▶ _CONSEGNA_
Ricopia fedelmente il passo della recensione che si apre con le parole contenenti «Vivere è sentire anche il dolore: così» e si chiude con «di essere cercata.».

▶ _BRANO ESTRATTO_
———

Di questo nostro esistere di Rita Imperatori

Recensione di Ombretta Ciurnelli

 

                                                                                 io vengo verso te mare in tempesta,
                                                                                tu plachi le mie onde e sei più ricco

 

Vivere è sentire anche il dolore: così recita un verso della lirica che apre “Di questo nostro esistere” (puntoacapo editrice, pasturana 2019), l’ultima raccolta della poetessa umbra Rita Imperatori, un’intensa riflessione su sentimenti, relazioni, affetti, nonché sui vuoti e le assenze che inevitabilmente segnano il nostro vivere, a volte vissuti e ripensati  nella finzione di avere la serena consistenza delle pietre, / indifferenti al destino che le attende, continuando, tuttavia, a costruire ponti, perché il senso del vivere sta nello scambio con gli altri e nel custodire gelosamente memorie e frammenti, convinti che qualcosa, forse una scintilla del divino, aspetti di essere cercata.

Ivan Fedeli, nella sensibile e attenta “lettura” che precede la raccolta, nota come l’urgenza per l’Autrice sia in fondo «partire, andare, tendere verso» perché «nello slancio l’essere incontra l’altro, lo compenetra e si completa in esso e con esso».  La necessità è, quindi, percorrere il cammino, sino alla fine, e non importa che ad accoglierci sia un Padre oppure il nulla, in un viaggio che si compie senza un ancoraggio di ascisse ed ordinate, senza fedi consolatorie che ci sollevino dal peso delle tortuose salite del nostro vivere, pur ricercando instancabilmente un varco, magari uno sbaglio di natura o l’anello che non tiene (E. Montale).

Le tristi occorrenze che segnano il nostro cammino e che declinano l’assunto iniziale (Vivere è sentire anche il dolore) sono anche quelle intime e personali che si legano a “partenze” improvvise e definitive, che divengono assenze così profonde capaci di asciugare ogni nostra lacrima. Ma anche qui cogliamo la speranza di una scintilla, di un segno, di un suono da scorgere nel vivere quotidiano, nella volontà – o piuttosto nel desiderio insopprimibile – di non recidere un filo e nella indefinita e indefinibile speranza che il filo possa riannodarsi perché il paradosso dell’amore è per l’Autrice che duri oltre la fine e si rinnovi.

Il canto di Rita Imperatori si fa anche poesia civile e con pacata indignazione racconta significativi frammenti del dolore che segnano la nostra storia, nell’illusione che sia possibile scegliere un proprio paese capace di negare ai più forti / il diritto di credersi i più giusti. Nella lirica “Deborah” si fa riferimento alla violenza contro la donna, in “Perdonami, figlio di ogni donna”, si ricorda il sangue che segna la striscia di Gaza, nella condivisione di un dolore oltre la geografia di guerre e conflitti: Sono madre anche dell’uomo / che regge il figlio insanguinato / e lo tende a un dio che s’è distratto.

———

▶ _VOCI RIPORTATE_

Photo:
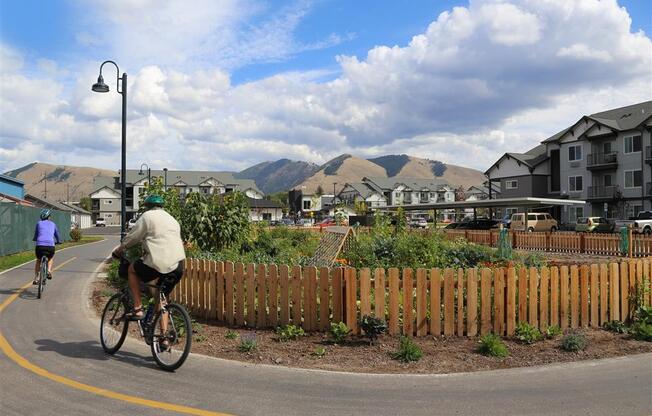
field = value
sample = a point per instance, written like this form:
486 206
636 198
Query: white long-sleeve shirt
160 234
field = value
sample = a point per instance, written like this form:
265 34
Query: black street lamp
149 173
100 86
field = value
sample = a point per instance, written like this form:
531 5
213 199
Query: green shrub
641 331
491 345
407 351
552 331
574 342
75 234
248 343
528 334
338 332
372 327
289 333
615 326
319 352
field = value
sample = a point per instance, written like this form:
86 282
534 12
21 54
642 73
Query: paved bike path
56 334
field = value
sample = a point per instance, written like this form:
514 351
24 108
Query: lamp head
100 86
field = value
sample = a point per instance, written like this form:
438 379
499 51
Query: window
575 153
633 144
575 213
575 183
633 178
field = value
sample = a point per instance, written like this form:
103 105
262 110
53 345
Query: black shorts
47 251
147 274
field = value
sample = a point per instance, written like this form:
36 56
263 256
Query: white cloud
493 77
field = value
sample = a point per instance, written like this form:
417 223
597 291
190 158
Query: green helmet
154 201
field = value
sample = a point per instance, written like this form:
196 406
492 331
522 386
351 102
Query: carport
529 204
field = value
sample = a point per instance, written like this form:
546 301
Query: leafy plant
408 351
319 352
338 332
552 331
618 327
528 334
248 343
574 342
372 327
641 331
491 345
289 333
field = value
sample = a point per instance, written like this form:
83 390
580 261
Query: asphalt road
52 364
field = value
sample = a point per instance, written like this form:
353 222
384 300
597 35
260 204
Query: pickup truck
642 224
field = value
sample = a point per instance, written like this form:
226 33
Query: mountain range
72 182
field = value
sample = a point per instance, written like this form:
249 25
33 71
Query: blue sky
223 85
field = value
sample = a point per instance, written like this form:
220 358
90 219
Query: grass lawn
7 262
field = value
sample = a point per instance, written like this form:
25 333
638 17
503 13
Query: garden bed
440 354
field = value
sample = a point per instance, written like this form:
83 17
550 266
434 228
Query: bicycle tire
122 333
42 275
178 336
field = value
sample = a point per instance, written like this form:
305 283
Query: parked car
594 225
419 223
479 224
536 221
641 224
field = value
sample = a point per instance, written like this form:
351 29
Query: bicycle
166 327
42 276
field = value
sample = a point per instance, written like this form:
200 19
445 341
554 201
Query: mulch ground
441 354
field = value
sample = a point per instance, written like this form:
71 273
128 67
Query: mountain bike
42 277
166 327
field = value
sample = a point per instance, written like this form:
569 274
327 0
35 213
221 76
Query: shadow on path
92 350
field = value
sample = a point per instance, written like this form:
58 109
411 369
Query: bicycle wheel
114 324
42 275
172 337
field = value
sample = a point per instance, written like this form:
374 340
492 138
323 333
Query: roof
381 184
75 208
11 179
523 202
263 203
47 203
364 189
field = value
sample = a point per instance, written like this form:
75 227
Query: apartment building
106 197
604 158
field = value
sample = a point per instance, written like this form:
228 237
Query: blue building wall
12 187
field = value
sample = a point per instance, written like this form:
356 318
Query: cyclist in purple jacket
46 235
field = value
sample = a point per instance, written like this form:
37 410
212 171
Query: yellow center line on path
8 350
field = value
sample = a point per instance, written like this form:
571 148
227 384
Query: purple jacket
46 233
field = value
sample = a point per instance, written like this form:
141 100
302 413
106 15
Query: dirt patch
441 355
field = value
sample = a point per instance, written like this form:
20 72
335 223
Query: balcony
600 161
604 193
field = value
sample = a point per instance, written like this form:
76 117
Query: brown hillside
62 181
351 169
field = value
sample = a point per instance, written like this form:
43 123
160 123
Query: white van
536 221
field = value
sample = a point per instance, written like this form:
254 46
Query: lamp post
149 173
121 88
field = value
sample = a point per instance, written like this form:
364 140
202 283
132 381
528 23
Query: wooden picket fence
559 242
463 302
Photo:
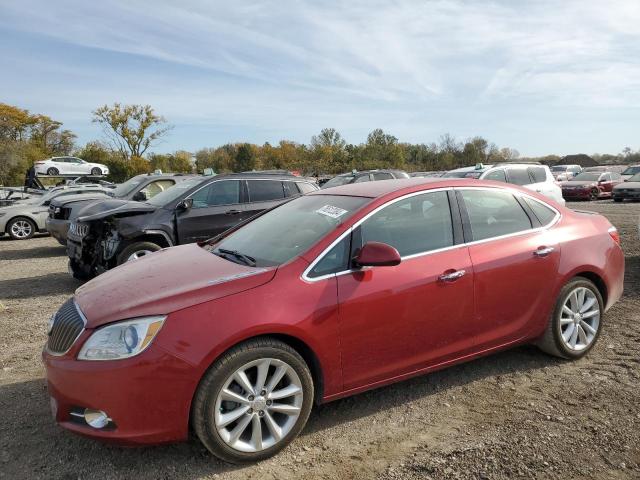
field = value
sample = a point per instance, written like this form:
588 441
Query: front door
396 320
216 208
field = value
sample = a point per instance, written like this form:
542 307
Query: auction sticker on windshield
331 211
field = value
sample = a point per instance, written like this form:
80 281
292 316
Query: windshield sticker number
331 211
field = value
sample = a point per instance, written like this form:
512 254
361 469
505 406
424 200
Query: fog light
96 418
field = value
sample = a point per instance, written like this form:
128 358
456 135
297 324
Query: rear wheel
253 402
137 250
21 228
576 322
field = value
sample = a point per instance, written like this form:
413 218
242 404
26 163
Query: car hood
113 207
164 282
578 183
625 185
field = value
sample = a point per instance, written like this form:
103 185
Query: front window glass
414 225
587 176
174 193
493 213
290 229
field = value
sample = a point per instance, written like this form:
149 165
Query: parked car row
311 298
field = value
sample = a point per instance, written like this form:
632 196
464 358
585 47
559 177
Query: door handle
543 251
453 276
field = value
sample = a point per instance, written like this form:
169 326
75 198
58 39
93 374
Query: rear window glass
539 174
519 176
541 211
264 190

———

▶ _SVOLGIMENTO_
Vivere è sentire anche il dolore: così recita un verso della lirica che apre “Di questo nostro esistere” (puntoacapo editrice, pasturana 2019), l’ultima raccolta della poetessa umbra Rita Imperatori, un’intensa riflessione su sentimenti, relazioni, affetti, nonché sui vuoti e le assenze che inevitabilmente segnano il nostro vivere, a volte vissuti e ripensati  nella finzione di avere la serena consistenza delle pietre, / indifferenti al destino che le attende, continuando, tuttavia, a costruire ponti, perché il senso del vivere sta nello scambio con gli altri e nel custodire gelosamente memorie e frammenti, convinti che qualcosa, forse una scintilla del divino, aspetti di essere cercata.